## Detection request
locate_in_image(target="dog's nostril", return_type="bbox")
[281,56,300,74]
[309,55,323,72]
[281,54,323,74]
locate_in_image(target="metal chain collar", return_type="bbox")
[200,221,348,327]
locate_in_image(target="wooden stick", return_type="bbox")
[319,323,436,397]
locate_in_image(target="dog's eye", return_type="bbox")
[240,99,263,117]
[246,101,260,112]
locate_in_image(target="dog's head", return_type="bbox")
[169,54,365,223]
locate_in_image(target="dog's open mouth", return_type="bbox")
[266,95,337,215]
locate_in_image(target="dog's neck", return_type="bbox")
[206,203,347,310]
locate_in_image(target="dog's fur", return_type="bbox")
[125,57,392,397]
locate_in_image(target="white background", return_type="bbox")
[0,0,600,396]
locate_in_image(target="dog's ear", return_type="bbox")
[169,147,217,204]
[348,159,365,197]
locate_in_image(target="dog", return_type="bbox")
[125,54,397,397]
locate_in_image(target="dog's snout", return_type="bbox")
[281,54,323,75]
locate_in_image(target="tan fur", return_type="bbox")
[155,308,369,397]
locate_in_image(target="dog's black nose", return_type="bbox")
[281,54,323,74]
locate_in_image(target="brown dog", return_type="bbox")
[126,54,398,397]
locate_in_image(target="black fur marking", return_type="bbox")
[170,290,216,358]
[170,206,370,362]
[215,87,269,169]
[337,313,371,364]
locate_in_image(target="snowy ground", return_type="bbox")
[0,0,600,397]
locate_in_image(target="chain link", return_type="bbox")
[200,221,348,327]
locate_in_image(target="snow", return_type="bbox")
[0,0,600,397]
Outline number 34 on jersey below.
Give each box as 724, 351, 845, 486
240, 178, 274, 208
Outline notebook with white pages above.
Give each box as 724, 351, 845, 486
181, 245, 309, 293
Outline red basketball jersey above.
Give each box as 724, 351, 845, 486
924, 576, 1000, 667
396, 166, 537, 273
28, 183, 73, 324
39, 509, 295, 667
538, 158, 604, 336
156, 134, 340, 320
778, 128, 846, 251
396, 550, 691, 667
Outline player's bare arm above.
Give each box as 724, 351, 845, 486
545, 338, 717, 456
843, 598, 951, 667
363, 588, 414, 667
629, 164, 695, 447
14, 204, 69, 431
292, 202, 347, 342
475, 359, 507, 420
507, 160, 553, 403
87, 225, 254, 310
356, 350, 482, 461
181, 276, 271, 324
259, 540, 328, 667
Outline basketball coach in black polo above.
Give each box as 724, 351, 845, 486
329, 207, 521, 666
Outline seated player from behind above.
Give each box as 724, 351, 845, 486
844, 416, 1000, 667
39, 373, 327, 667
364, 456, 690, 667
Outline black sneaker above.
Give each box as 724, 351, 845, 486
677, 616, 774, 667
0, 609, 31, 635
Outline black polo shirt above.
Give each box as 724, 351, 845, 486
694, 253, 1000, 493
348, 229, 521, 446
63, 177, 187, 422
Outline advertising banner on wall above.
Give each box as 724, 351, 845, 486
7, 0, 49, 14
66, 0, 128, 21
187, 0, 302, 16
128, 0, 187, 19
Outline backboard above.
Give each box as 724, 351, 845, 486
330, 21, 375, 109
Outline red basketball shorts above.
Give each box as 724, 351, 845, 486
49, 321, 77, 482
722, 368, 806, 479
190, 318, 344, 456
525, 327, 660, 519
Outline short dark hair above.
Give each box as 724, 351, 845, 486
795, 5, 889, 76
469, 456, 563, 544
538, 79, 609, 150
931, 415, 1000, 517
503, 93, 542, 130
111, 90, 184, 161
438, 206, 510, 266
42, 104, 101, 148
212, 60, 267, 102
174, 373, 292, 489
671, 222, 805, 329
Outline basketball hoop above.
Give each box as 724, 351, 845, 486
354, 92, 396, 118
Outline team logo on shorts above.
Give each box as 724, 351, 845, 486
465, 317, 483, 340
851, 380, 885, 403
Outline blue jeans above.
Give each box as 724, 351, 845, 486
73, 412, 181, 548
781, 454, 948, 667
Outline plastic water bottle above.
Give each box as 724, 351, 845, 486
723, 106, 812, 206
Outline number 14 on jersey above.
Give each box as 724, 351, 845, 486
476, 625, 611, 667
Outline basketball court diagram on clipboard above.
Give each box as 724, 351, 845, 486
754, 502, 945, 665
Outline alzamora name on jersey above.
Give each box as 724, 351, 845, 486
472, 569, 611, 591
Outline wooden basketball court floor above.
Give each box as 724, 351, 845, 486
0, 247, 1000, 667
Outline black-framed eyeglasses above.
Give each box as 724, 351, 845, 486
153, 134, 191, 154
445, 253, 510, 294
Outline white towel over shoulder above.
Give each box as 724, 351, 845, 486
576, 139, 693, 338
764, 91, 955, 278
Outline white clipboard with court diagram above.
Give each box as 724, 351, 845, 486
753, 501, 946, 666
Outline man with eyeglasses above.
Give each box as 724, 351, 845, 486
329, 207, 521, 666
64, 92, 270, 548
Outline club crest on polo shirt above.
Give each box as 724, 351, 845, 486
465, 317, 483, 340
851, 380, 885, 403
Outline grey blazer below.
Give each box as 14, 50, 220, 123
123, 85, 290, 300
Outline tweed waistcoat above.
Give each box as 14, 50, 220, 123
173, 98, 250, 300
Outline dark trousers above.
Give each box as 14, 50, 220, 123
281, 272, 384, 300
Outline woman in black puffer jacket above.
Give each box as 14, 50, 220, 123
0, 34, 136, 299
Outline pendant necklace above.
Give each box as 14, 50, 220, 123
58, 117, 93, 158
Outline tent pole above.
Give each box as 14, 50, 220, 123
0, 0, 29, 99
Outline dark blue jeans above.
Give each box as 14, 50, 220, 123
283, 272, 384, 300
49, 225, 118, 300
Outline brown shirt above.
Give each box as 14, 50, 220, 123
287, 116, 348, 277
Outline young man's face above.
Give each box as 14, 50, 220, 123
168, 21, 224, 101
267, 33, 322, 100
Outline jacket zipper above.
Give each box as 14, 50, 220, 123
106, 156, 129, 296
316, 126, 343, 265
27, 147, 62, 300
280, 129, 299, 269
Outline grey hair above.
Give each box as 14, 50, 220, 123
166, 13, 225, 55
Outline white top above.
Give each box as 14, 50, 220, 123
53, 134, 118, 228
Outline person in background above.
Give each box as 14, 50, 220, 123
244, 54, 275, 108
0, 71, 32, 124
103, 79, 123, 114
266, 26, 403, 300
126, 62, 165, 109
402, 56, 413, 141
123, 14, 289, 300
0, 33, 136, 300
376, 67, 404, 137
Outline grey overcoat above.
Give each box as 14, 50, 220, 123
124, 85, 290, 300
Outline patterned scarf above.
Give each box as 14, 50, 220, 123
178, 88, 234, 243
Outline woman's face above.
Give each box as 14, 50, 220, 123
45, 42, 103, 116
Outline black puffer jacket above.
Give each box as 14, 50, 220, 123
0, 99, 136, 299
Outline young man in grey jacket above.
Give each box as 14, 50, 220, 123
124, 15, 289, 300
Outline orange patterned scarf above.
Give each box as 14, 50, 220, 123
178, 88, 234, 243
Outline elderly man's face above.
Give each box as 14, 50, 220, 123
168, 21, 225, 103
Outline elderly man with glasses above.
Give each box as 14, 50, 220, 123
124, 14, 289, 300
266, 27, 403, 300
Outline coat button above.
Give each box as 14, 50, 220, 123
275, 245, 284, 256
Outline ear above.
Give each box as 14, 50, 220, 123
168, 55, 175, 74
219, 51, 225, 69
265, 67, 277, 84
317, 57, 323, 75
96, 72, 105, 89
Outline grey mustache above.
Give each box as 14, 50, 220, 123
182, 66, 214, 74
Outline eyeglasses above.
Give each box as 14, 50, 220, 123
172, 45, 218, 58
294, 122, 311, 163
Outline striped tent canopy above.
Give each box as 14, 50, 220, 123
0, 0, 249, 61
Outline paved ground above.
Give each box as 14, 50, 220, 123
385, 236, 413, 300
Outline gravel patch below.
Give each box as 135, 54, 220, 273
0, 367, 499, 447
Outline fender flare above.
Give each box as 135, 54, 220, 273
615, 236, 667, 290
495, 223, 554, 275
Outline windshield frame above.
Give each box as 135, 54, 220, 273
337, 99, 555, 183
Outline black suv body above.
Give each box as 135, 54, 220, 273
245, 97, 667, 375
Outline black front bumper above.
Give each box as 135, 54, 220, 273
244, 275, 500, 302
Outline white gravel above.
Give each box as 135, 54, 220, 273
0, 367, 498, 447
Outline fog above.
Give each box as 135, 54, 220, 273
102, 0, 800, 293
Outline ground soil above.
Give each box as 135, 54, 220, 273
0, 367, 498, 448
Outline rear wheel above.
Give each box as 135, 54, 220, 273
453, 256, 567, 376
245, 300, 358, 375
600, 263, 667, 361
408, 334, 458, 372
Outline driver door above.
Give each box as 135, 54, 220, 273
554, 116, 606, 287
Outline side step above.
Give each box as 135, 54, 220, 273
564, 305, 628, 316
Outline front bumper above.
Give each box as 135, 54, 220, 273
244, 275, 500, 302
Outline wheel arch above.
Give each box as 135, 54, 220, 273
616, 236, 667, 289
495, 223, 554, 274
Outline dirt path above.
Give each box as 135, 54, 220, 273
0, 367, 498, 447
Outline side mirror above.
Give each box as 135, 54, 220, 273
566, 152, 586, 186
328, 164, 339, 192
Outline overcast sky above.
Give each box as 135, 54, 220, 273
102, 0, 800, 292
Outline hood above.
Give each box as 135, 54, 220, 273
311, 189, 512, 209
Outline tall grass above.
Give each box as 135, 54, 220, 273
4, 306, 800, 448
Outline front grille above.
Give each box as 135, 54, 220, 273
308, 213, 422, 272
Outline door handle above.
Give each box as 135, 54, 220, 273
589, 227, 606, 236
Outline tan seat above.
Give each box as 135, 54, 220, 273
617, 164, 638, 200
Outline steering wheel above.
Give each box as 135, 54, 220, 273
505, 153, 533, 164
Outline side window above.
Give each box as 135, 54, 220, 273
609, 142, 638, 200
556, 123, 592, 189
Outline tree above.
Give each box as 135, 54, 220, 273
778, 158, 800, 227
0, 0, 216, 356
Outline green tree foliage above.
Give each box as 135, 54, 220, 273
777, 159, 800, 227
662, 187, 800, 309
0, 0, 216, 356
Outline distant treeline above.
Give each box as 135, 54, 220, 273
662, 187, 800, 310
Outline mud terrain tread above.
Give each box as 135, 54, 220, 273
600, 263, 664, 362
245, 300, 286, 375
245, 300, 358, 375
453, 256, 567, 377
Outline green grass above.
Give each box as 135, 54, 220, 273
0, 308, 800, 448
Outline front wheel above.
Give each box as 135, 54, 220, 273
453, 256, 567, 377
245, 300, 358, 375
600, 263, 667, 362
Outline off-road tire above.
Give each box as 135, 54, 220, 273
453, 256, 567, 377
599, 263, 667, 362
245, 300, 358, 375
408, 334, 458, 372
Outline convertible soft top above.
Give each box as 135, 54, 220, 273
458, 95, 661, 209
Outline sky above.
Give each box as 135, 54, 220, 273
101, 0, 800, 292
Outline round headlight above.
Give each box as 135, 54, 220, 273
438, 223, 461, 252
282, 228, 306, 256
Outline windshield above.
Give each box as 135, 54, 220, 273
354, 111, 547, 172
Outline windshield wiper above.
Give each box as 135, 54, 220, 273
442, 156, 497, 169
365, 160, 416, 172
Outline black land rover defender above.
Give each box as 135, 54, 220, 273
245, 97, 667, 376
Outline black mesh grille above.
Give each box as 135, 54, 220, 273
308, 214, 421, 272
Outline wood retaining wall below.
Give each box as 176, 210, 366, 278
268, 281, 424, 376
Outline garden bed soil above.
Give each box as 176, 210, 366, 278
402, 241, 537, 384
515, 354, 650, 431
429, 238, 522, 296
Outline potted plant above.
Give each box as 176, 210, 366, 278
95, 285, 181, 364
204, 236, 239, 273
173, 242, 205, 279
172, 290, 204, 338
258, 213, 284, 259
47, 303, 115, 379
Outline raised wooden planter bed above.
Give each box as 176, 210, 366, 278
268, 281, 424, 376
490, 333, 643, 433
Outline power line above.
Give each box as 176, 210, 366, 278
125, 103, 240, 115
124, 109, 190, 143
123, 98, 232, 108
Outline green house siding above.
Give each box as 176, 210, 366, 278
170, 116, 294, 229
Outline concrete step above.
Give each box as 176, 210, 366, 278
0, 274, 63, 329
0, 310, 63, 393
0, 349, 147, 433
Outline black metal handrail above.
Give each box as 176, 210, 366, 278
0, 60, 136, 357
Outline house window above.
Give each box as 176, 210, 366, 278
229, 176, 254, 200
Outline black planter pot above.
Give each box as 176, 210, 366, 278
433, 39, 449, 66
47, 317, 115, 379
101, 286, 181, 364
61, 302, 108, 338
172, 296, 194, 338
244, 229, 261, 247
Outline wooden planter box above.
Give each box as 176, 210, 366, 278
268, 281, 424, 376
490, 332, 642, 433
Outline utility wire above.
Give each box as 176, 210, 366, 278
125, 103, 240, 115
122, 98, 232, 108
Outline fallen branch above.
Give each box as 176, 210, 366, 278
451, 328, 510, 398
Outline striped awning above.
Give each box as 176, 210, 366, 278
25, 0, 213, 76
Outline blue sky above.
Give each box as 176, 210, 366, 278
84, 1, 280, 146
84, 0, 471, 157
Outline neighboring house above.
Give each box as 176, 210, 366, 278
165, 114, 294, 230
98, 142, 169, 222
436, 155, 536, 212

==================================================

> **Task to carry out**: Rewrite the entries above from the line containing "Outline man with eyeglasses above." through the line containing "280, 129, 299, 269", substituting "wool" for "tweed" and leaving everything else as it is.

> **Output for this exercise**:
Outline man with eyeglasses above.
Give each box as 724, 351, 845, 486
329, 207, 521, 666
64, 92, 270, 548
Outline club crest on polo shirt above.
Give each box as 724, 351, 845, 486
465, 317, 483, 340
851, 380, 885, 403
Outline grey blazer below.
Give each box as 14, 50, 220, 123
123, 85, 290, 300
Outline wool waistcoat above.
Give each box as 14, 50, 220, 123
173, 98, 250, 300
Outline dark trousers above.
Give each box as 14, 50, 220, 123
281, 272, 384, 300
Outline woman in black puffer jacket above.
Give each box as 14, 50, 220, 123
0, 34, 136, 299
Outline pendant necklace above.
Give each box as 14, 50, 220, 123
58, 117, 93, 158
Outline tent pole above.
Give each box as 14, 50, 220, 123
0, 0, 29, 99
Outline dark blue jeans above.
Give each box as 14, 50, 220, 123
283, 272, 384, 300
49, 225, 118, 300
Outline brown shirt above.
Give each box as 14, 50, 220, 123
287, 116, 348, 277
Outline young man's face above.
Give each box as 14, 50, 220, 123
168, 21, 224, 101
267, 33, 322, 100
Outline jacket zipper above.
Give each box as 14, 50, 220, 123
106, 156, 129, 296
316, 126, 343, 265
27, 147, 62, 300
280, 129, 299, 269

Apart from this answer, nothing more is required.